Exercise details: Return copies of the lines below that mention "yellow".

==== Input ====

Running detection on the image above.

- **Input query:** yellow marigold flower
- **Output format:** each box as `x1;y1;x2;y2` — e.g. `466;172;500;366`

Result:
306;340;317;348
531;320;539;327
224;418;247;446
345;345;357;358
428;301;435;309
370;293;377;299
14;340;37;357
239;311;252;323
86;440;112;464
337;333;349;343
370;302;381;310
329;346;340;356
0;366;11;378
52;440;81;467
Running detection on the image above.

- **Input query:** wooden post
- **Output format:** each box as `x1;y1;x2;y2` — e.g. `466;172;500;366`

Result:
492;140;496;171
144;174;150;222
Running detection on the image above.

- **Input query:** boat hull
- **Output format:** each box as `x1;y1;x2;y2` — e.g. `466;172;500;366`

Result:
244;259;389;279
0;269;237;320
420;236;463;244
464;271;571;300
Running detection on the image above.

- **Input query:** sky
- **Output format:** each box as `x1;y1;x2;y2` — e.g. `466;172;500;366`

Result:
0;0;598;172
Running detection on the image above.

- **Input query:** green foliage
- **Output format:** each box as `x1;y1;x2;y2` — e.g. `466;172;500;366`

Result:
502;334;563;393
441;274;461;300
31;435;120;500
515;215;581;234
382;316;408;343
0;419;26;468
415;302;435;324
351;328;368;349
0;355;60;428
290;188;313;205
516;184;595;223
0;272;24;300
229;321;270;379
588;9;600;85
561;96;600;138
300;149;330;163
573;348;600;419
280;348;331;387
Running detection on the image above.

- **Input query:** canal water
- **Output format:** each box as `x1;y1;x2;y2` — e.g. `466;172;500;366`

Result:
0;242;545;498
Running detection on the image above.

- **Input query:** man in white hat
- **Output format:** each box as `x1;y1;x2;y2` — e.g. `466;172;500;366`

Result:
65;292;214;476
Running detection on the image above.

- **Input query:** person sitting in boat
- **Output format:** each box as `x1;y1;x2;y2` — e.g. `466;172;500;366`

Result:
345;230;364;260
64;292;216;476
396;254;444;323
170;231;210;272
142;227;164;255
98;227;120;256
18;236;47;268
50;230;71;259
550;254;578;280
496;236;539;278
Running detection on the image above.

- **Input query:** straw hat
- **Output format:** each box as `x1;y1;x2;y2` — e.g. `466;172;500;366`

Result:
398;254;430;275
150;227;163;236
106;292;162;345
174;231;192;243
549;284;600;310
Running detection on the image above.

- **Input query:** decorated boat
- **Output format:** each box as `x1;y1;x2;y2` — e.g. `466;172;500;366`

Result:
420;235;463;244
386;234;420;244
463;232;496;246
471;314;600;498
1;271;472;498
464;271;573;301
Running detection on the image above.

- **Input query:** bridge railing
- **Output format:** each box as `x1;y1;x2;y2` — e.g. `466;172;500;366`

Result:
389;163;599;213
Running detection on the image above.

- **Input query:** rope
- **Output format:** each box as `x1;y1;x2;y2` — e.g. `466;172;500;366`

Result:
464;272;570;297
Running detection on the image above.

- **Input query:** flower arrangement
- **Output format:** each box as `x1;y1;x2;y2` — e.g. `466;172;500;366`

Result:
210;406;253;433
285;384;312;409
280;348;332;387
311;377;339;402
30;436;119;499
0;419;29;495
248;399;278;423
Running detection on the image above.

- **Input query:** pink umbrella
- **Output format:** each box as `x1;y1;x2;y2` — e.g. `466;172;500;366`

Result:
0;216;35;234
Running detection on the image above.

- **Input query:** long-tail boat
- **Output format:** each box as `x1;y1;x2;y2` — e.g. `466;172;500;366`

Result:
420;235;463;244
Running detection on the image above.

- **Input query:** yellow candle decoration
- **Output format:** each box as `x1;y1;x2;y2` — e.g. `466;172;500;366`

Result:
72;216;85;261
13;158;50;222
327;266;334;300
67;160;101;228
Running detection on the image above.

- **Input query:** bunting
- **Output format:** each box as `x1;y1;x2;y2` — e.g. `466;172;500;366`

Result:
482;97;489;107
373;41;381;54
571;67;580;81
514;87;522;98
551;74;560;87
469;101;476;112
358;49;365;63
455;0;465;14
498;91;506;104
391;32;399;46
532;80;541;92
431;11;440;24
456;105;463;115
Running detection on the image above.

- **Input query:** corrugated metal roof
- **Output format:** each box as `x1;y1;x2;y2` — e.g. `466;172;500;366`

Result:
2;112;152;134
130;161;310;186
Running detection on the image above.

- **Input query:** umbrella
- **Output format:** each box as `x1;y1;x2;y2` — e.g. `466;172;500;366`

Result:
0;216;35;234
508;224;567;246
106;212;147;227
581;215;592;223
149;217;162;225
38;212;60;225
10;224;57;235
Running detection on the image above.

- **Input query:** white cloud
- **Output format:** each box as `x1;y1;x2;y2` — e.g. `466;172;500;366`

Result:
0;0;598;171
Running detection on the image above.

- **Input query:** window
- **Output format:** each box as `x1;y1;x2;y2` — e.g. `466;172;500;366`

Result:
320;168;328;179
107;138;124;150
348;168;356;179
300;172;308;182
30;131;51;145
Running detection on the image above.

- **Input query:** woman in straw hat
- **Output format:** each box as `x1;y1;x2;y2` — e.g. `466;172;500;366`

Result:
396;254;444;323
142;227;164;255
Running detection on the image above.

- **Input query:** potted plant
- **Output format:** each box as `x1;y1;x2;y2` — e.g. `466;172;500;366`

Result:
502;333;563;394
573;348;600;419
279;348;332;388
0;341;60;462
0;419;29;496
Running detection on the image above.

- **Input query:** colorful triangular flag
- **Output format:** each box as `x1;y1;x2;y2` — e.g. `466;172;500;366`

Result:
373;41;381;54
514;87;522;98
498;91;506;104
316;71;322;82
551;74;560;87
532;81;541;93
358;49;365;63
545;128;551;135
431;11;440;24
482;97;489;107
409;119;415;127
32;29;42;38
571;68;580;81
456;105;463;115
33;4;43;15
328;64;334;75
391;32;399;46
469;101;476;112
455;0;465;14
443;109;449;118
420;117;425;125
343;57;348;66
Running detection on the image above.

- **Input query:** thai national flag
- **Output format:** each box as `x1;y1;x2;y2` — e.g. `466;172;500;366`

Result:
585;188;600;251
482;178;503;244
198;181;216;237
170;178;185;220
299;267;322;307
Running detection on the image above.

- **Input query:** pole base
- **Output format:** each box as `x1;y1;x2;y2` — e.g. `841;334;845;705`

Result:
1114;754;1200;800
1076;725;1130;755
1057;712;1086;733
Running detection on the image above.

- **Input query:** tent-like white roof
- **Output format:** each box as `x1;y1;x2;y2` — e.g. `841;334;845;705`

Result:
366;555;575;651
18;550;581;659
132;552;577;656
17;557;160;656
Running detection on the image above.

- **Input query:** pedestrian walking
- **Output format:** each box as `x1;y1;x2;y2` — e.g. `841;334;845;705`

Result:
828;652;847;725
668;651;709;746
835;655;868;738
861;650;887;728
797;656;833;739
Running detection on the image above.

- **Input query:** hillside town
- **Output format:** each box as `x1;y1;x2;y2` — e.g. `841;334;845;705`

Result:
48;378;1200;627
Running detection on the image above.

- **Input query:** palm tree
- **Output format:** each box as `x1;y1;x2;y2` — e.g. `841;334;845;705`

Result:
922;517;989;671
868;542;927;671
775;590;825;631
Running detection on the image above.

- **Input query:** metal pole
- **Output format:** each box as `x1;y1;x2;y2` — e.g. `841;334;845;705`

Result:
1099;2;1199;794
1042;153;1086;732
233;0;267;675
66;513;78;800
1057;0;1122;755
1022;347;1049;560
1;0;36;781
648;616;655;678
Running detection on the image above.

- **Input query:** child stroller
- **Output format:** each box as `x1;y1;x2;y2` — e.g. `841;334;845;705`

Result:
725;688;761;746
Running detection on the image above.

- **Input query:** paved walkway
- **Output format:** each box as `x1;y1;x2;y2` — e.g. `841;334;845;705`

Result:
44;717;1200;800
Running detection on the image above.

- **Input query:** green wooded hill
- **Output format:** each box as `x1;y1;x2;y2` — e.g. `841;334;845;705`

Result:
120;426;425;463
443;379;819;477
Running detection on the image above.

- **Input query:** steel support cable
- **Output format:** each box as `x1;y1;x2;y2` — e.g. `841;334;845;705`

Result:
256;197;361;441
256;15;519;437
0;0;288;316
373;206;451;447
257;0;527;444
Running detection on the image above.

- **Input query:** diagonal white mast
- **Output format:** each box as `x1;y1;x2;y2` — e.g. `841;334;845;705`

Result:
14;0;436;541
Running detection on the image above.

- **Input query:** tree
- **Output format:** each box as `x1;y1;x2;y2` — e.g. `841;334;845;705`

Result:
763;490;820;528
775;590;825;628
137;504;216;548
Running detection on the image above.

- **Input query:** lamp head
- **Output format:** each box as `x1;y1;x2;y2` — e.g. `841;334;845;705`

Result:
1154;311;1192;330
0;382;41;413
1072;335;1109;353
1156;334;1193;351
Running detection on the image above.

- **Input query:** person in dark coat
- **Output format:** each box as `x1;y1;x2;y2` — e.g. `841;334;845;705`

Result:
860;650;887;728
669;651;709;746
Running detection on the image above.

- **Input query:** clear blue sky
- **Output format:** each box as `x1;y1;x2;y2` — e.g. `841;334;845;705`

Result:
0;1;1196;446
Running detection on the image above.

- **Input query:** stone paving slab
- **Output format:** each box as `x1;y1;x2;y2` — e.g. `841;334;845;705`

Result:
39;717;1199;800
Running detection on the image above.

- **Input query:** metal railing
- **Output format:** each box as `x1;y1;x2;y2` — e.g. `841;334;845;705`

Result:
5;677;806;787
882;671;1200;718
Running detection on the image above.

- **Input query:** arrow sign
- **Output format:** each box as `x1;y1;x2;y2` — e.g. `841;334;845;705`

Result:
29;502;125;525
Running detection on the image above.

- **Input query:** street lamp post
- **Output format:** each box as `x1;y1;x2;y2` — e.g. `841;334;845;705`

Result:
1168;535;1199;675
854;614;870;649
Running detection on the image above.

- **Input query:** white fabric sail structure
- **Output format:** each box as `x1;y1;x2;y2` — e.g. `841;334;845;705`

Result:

====

The answer:
- **Input query:** yellow marigold flower
- **Input query:** yellow candle decoration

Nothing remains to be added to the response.